** SOURCE DATA follows **

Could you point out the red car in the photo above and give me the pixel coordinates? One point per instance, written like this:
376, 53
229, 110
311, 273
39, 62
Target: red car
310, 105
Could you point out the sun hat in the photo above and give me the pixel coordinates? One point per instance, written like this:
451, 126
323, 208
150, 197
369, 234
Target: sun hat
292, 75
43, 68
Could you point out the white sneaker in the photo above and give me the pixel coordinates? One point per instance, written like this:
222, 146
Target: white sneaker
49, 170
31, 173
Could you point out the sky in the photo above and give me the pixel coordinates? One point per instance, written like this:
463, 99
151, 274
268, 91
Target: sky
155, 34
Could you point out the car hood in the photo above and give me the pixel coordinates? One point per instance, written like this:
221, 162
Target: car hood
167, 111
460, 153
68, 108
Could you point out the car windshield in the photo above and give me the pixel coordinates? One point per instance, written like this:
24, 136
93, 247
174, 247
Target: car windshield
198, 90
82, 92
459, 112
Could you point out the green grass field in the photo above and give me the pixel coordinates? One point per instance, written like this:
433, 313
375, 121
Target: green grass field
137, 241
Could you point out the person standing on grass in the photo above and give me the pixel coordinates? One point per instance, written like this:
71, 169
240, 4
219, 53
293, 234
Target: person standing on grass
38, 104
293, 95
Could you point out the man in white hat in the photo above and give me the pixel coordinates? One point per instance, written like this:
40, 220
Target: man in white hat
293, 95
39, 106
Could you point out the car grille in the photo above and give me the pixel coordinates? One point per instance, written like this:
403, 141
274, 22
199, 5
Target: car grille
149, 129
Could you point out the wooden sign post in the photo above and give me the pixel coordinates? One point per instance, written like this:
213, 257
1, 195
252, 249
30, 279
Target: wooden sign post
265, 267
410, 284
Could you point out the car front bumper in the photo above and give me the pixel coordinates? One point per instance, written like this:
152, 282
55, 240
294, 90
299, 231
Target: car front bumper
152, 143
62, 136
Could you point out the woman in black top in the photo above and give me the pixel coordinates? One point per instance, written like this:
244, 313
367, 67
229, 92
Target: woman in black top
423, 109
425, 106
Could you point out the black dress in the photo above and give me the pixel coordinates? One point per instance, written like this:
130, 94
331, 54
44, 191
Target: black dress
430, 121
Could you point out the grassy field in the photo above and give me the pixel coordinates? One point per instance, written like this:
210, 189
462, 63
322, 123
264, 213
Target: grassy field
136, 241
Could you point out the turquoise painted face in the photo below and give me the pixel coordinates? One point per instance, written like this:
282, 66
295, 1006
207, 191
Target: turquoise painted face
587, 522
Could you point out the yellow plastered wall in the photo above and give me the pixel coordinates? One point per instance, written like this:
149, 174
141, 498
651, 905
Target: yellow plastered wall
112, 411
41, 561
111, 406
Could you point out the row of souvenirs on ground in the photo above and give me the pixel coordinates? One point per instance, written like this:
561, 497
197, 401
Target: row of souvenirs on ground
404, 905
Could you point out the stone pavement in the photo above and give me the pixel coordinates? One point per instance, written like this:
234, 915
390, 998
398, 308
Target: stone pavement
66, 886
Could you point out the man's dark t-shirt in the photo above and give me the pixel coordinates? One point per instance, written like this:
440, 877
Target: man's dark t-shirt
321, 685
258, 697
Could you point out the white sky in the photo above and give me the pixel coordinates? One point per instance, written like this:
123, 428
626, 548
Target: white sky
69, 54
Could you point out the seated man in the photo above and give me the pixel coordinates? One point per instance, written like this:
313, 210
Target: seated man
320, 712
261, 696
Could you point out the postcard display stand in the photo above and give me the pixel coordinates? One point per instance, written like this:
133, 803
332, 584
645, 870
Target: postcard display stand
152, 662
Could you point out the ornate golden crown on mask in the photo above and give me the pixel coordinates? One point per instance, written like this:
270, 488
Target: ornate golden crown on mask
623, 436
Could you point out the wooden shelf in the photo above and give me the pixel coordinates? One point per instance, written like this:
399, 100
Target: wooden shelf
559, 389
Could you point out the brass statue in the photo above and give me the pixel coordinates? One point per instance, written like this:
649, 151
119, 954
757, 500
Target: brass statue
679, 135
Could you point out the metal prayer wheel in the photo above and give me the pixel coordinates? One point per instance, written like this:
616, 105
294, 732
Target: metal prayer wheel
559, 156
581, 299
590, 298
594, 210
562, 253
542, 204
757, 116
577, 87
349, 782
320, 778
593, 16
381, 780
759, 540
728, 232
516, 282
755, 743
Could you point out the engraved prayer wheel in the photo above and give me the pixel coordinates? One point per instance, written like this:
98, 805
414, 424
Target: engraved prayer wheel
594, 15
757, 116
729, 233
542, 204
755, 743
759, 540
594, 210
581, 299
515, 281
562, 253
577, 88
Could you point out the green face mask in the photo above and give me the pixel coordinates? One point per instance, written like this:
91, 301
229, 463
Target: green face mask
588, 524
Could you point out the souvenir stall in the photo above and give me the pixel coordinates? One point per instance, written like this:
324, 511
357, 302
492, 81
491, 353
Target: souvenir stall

** End of SOURCE DATA **

The lines you need are those holding the word "stall"; copy each of them from the material above.

Could you point out the souvenir stall in the photo above and give me the pixel coordinates? One point per instance, written like this:
Target: souvenir stall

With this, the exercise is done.